Work to complete: Can you update the lines below so that each "innermost point" reads "central point", with nothing else changed?

Object location annotation data:

>>>>>

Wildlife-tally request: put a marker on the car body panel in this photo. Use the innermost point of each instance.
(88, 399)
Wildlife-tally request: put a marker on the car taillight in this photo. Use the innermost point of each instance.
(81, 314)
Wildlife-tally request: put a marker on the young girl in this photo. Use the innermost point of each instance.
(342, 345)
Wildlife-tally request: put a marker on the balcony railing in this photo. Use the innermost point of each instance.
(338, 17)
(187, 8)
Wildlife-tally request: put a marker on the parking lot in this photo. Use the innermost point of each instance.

<<<<<

Exercise output:
Wildlife-tally request: put a marker on the car body panel in this photo. Use the central point of each instance.
(88, 399)
Wildlife-tally request: put a marker on the car taillight in this photo. Use the central point of each instance.
(81, 314)
Wildlife-tally request: put a marker on the young girl in this photo. Use the central point of each instance.
(342, 345)
Wildlife-tally request: put a marker on the balcony railing in this photo. Use the central point of each instance.
(338, 17)
(187, 8)
Wildlife-tally request: put a marker on the parking lot in this photo. Use the central point of each instance.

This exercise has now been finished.